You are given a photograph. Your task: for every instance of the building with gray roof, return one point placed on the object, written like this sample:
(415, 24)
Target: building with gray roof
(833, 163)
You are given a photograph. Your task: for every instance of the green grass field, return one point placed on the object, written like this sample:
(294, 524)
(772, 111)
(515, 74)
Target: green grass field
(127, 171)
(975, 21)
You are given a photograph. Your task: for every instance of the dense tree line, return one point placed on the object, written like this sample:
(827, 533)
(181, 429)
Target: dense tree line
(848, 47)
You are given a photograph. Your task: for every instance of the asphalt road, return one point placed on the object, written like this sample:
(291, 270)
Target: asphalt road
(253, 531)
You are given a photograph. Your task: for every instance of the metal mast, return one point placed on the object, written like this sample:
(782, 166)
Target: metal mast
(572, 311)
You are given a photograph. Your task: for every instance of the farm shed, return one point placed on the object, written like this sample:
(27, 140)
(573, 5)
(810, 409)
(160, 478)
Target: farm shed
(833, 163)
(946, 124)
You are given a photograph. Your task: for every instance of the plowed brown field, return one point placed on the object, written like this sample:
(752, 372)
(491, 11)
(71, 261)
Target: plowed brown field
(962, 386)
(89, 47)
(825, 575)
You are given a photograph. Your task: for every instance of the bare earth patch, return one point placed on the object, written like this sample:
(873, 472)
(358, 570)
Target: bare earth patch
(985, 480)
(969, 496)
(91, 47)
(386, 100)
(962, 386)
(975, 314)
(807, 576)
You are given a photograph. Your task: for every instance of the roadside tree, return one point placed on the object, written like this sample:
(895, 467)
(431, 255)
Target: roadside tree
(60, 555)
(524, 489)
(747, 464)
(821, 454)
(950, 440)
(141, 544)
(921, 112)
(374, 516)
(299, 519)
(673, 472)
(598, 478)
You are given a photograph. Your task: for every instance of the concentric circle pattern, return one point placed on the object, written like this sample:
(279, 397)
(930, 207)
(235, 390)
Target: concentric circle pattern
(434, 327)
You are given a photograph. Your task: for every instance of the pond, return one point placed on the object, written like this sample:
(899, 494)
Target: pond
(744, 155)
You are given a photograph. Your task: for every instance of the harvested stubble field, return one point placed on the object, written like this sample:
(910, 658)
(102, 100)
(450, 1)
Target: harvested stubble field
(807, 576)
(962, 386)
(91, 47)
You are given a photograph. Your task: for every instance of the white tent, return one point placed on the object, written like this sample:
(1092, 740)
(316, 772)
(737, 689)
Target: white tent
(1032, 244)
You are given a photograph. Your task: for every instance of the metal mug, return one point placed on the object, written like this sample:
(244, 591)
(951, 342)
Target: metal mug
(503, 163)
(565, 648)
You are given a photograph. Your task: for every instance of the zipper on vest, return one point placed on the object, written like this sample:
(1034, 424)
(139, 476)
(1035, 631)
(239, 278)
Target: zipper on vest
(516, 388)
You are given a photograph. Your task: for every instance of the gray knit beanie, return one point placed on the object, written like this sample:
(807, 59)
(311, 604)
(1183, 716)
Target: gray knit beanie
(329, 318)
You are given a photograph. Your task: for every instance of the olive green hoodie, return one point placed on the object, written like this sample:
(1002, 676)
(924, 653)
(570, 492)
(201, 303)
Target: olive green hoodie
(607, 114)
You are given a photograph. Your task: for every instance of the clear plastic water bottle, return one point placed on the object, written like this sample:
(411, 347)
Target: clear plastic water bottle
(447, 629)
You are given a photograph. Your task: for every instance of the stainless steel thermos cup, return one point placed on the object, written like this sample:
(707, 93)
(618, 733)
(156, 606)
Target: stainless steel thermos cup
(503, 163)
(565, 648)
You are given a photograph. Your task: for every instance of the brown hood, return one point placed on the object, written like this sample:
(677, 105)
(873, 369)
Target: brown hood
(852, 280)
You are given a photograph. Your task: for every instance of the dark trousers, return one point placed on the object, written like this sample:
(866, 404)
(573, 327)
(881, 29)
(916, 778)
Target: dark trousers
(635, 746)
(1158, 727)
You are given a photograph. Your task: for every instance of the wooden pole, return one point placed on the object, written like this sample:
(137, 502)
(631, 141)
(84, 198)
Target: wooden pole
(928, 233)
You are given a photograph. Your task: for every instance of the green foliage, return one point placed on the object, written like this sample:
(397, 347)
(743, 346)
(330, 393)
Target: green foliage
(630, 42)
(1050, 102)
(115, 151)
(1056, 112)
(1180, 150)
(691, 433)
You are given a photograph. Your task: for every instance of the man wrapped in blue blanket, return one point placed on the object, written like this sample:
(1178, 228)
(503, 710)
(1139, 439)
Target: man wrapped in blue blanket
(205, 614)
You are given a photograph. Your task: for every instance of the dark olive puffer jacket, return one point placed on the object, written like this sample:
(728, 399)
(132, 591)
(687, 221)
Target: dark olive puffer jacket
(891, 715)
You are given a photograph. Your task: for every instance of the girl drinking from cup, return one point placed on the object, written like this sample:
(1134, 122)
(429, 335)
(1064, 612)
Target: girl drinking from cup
++++++
> _What the task requires_
Through the last line of the entries above, beginning at the line containing "of the wooden", transcribe each line exactly, both ends included and nothing more.

> _Right answer_
You are given a photograph. Your task: for every instance of the wooden pole, return one point placed on the object, written like this sample:
(137, 502)
(631, 141)
(84, 198)
Target: wooden pole
(928, 233)
You are given a photograph. Your task: for every instance of the green foliage, return one point placed on the object, written like this sample:
(397, 347)
(743, 346)
(330, 393)
Target: green foliage
(630, 42)
(1050, 102)
(115, 151)
(1056, 112)
(1180, 150)
(691, 433)
You are given a photograph. Your task: for every instance of the man wrapped in blue blanket, return one point placed on the object, written like this sample:
(1178, 228)
(503, 710)
(1139, 439)
Target: man wrapped in blue blanket
(205, 614)
You are given a photograph. Your task: for every instance of the dark olive puffer jacket, return one point placed on the object, written like this sample:
(728, 399)
(132, 591)
(687, 221)
Target: dark olive puffer jacket
(891, 715)
You are given a photograph. Your task: for every instance of the girl drinking from cup, return one point placed on the object, written like this sample:
(1134, 122)
(429, 335)
(1064, 612)
Target: girl drinking from cup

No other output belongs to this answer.